### Instructies
a: Vat de tekst over de dynamodraden samen in twee zinnen.
b: Schrijf uit de tekst over de dynamodraden letterlijk over wat begint bij "Beschrijving" en doorloopt tot en met "markt te brengen.".

### Pagina

Beschrijving
Wat valt er nu te vertellen over die 3 draadjes van de dynamo naar de spanningsregelaar. Eenvoudiger kan niet. Dat valt toch tegen.
In de beginjaren van de Traction worden er in een enorm tempo wijzigingen doorgevoerd aan de stuurinrichting, de uitlaat, de wielremcilinder, het veersysteem, etc. Kortom de Traction was nog lang niet uitontwikkeld en onvoldoende getest om op de markt te brengen.
Ook het elektrisch schema ontkwam niet aan de veranderdrift. Van 1934 tot 1939 zijn er zeven verschillende schema’s. Van 1945 tot 1957 zijn er maar twee. Van vóór en ná 1952.
In de eerste jaren was er geen aparte dynamokabelboom. De draden, twee voor de dynamo en één van het startmotorcontact liep helemaal linksom, staken bij de radiateur over naar de rechterzijde en dan weer terug naar de dynamo en de startmotor. Elektrisch gezien een slechte keuze. De draden, met voor die tijd grote stromen van 20 A, waren onnodig lang en hadden dus overbodige interne verliezen door de weerstand. Tot 1939 werd de zgn drie-borstel dynamo gemonteerd. Het “kastje” op dit type dynamo wordt vaak ten onrechte aangezien voor spanningsregelaar, maar dat is het. Het bevat slechts een relais om de verbinding tussen batterij en dynamo te verbreken, zodat de batterij niet de dynamo gaat aandrijven als elektromotor.

### Verzamelde gegevens
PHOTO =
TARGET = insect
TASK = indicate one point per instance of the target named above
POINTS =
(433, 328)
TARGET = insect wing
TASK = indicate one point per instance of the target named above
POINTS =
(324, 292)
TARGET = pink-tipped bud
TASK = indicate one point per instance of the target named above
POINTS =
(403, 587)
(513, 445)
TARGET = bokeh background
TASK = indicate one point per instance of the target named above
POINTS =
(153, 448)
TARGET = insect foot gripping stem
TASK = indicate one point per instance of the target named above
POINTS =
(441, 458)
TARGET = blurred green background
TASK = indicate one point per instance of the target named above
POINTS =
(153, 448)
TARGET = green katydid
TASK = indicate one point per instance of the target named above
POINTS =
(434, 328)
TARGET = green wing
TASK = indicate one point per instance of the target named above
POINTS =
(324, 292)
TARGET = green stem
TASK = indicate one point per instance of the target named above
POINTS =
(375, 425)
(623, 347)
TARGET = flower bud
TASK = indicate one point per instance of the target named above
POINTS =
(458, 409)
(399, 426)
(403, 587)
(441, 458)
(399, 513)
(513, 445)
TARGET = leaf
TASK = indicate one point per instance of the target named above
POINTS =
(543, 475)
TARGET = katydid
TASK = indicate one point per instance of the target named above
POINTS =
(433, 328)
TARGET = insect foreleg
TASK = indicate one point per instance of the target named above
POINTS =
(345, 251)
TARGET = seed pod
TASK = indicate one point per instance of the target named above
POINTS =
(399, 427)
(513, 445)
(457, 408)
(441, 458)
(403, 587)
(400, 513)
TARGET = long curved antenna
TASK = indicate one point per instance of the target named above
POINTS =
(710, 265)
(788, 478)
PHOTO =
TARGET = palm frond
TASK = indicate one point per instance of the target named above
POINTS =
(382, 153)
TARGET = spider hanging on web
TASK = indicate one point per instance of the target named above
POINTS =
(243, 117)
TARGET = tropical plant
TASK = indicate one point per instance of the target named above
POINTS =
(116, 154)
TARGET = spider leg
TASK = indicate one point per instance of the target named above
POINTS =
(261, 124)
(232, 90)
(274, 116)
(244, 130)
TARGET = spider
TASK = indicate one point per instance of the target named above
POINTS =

### Resultaten
a: In de beginjaren werd de Traction in hoog tempo aangepast, en dat gold ook voor het elektrisch schema: van 1934 tot 1939 waren er zeven verschillende schema's en van 1945 tot 1957 maar twee. In de eerste jaren was er geen aparte dynamokabelboom, waardoor de draden onnodig lang waren en door de weerstand overbodige verliezen hadden.

b:
Beschrijving
Wat valt er nu te vertellen over die 3 draadjes van de dynamo naar de spanningsregelaar. Eenvoudiger kan niet. Dat valt toch tegen.
In de beginjaren van de Traction worden er in een enorm tempo wijzigingen doorgevoerd aan de stuurinrichting, de uitlaat, de wielremcilinder, het veersysteem, etc. Kortom de Traction was nog lang niet uitontwikkeld en onvoldoende getest om op de markt te brengen.